--- START OF Excerpted text ---
SECTION 13. SECTION HEADINGS
----------------------------
Section headings have been inserted in this Agreement for convenience
of reference only and do not in any way affect the meaning of any provision
hereof.
SECTION 14. SURVIVAL OF OBLIGATIONS
-----------------------------------
All remedial, indemnification, and other obligations provided in this
Agreement shall survive the termination, cancellation, or expiration of this
Agreement.
SECTION 15. ENTIRE AGREEMENT
----------------------------
This Agreement represents the entire agreement between the parties,
and there are no other covenants, promises, agreements, conditions or
understanding either oral or written between them. Neither party may modify this
Agreement except by written agreement.
The parties have signed this Agreement as of the date entered on page
one.
ARCH MINERAL CORPORATION CONSULTANT
By /s/ Xxxxxxx X. XxXxxx By /s/ Xxxxxx X. Samples
Title VP-HR Xxxxxx X. Samples
0 Xxxxxxx Xxxx
Xxxxx, Xxxxxxxx 00000
7
October 6, 0000
Xxxxxx X. Xxxxxxx
0 Xxxxxxx Xxxx
Xxxxx, Xxxxxxxx 00000
Re: Letter Amendment No. 1 to the September 1, 1992 Consulting Agreement
----------------------
between Arch Mineral Corporation ("Arch") and Xxxxxx X. Samples
("Consultant") ("Agreement")
In consideration of the mutual terms and conditions contained in the Agreement,
the parties agree that Section 5 entitled "Indemnification" as set forth on page
four of the Agreement is deleted in its entirety.
All other terms and conditions of the Agreement remain in effect.
ARCH MINERAL CORPORATION CONSULTANT
By /s/ Xxxxxxx X. XxXxxx /s/ Xxxxxx X. Samples
Xxxxxxx X. XxXxxx, Vice Xxxxxx X. Samples
President-Human Resources
Xxxxxx X. Samples
0 Xxxxxxx Xxxx
Xxxxx, Xxxxxxxx 00000
Re: Letter Amendment No. 2 to the September 1, 1992 Consulting Agreement
----------------------
between Arch Mineral Corporation ("Arch") and Xxxxxx X. Samples
("Consultant") ("Agreement")
In consideration of the mutual terms and conditions contained in the Agreement,
the parties agree to amend the Agreement as follows:
1. The term of the Agreement is extended for one (1) year beginning September
1, 1993 and ending August 31, 1994.
2. All references to the minimum number of 100 days per Contract Year for
services are reduced from 100 days to 80 days per Contract Year.
3. The annual retainer fee of $125,000 per Contract Year set forth in Section
3(a) is reduced to $100,000 per Contract Year.
4. All references to $1,250 per day for those services in excess of the
minimum number of days per year is reduced to $1,000 per day for each day
of services performed in excess of 80 days per Contract Year.
5. This Letter Amendment No. 2 is effective September 1, 1993.
6. All other terms and conditions of the Agreement remain in effect.
--- END OF Excerpted text ---
### [Stated goal 1]
Rewrite the entries from the line containing "Each instance receives exactly one keypoint. Tag the dark" through the end of the entries, changing "street lamp" to "lamppost" and leaving everything else as it is. Return only those lines.
--- START OF Records supplied ---
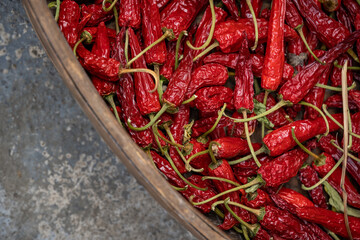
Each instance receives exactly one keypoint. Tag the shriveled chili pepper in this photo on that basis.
(334, 180)
(210, 99)
(179, 14)
(309, 177)
(296, 88)
(207, 75)
(274, 58)
(97, 14)
(330, 220)
(129, 14)
(147, 101)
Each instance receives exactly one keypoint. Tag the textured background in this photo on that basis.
(58, 179)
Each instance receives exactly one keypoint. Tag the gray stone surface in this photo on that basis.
(58, 179)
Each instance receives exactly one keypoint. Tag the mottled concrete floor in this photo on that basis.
(58, 179)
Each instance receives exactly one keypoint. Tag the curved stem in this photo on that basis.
(212, 30)
(279, 105)
(336, 89)
(180, 175)
(203, 53)
(162, 38)
(302, 146)
(249, 140)
(248, 157)
(248, 2)
(110, 100)
(152, 121)
(320, 112)
(110, 7)
(177, 48)
(301, 34)
(325, 177)
(145, 70)
(221, 179)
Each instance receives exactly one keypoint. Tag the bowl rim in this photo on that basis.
(135, 160)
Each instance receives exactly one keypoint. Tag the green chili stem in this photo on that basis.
(203, 53)
(321, 113)
(110, 100)
(212, 30)
(248, 157)
(248, 2)
(249, 140)
(337, 89)
(279, 105)
(221, 179)
(301, 34)
(325, 177)
(182, 33)
(152, 121)
(336, 122)
(180, 175)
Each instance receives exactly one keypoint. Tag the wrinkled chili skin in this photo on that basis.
(336, 72)
(244, 81)
(223, 170)
(164, 166)
(97, 14)
(329, 31)
(144, 83)
(334, 180)
(230, 33)
(211, 99)
(297, 87)
(278, 117)
(309, 177)
(69, 16)
(282, 168)
(207, 75)
(129, 14)
(179, 14)
(330, 220)
(274, 57)
(151, 31)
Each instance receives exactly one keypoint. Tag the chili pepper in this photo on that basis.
(274, 57)
(198, 194)
(207, 75)
(179, 14)
(210, 99)
(68, 20)
(336, 72)
(97, 14)
(245, 11)
(223, 170)
(281, 140)
(230, 34)
(164, 166)
(238, 129)
(334, 180)
(148, 102)
(129, 14)
(278, 118)
(296, 88)
(330, 220)
(309, 177)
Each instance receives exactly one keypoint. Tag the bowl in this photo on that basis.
(135, 160)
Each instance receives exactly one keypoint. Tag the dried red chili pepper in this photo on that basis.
(274, 58)
(334, 180)
(207, 75)
(129, 14)
(309, 177)
(179, 14)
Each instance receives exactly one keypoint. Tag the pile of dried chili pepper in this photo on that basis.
(250, 109)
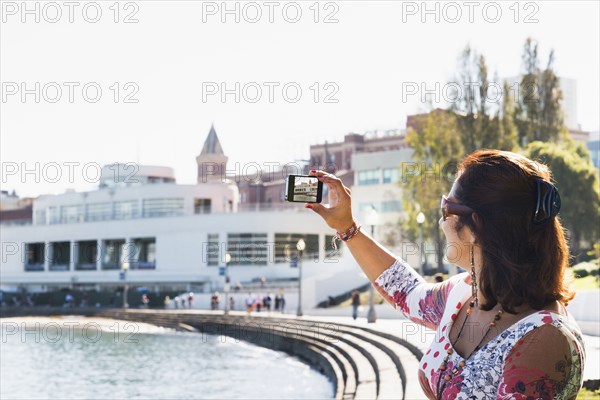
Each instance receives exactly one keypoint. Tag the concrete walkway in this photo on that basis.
(392, 321)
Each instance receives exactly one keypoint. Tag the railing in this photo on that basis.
(85, 266)
(58, 267)
(34, 267)
(246, 207)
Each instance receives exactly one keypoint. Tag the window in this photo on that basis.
(98, 212)
(247, 248)
(35, 256)
(144, 254)
(40, 217)
(285, 247)
(168, 207)
(113, 254)
(202, 206)
(391, 206)
(212, 249)
(71, 214)
(61, 256)
(368, 177)
(391, 175)
(53, 215)
(87, 255)
(126, 209)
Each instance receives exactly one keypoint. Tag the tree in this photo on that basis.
(577, 181)
(539, 114)
(437, 151)
(484, 121)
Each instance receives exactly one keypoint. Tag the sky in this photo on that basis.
(94, 83)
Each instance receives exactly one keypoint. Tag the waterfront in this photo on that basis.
(98, 359)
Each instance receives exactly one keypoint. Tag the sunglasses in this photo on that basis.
(450, 208)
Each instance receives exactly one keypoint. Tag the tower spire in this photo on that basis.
(212, 161)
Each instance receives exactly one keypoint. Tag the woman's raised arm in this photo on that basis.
(370, 255)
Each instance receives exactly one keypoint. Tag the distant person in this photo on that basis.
(145, 300)
(330, 301)
(355, 303)
(282, 303)
(267, 302)
(214, 301)
(277, 302)
(258, 303)
(249, 303)
(84, 300)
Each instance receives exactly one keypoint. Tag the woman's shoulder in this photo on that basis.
(549, 326)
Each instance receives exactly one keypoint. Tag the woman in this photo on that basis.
(502, 329)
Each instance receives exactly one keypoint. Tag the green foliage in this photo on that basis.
(482, 123)
(539, 114)
(578, 184)
(437, 151)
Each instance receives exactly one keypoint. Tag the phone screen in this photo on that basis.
(304, 189)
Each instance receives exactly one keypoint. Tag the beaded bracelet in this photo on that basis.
(347, 235)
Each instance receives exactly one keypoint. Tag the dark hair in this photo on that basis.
(523, 262)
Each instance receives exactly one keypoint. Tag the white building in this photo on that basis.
(142, 227)
(568, 87)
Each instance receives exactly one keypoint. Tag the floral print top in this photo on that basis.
(539, 357)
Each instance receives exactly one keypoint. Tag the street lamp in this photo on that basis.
(300, 246)
(124, 269)
(227, 280)
(371, 218)
(420, 220)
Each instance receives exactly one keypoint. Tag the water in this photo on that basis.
(75, 359)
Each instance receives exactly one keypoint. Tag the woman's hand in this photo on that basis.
(339, 213)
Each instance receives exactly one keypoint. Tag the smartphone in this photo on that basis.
(303, 189)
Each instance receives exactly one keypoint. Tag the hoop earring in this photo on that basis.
--- END OF Records supplied ---
### [Stated goal 2]
Transcribe the consulting agreement excerpt from "2. All references" to "September 1, 1993." without changing a word.

### [Output 1]
Each instance receives exactly one keypoint. Tag the dark hair in this photo on that basis.
(523, 262)
Each instance receives exactly one keypoint. Tag the white building in this photo on that basis.
(142, 227)
(568, 87)
Each instance receives exactly one keypoint. Tag the floral print top in this photo on that basis.
(539, 357)
Each instance receives exactly one keypoint. Tag the lamppost in this photo on that basis.
(300, 246)
(124, 269)
(227, 280)
(371, 218)
(420, 220)
Each instance receives exactly one keypoint. Tag the water in this photo on that basis.
(75, 359)
Each instance receives exactly one keypoint. Tag the woman's hand in this photo on that basis.
(339, 213)
Each instance receives exactly one keypoint. Tag the smartphone in this photo on that basis.
(303, 189)
Each instance receives exactly one keypoint. Tag the hoop earring in this photo on that basis.

### [Output 2]
2. All references to the minimum number of 100 days per Contract Year for
services are reduced from 100 days to 80 days per Contract Year.
3. The annual retainer fee of $125,000 per Contract Year set forth in Section
3(a) is reduced to $100,000 per Contract Year.
4. All references to $1,250 per day for those services in excess of the
minimum number of days per year is reduced to $1,000 per day for each day
of services performed in excess of 80 days per Contract Year.
5. This Letter Amendment No. 2 is effective September 1, 1993.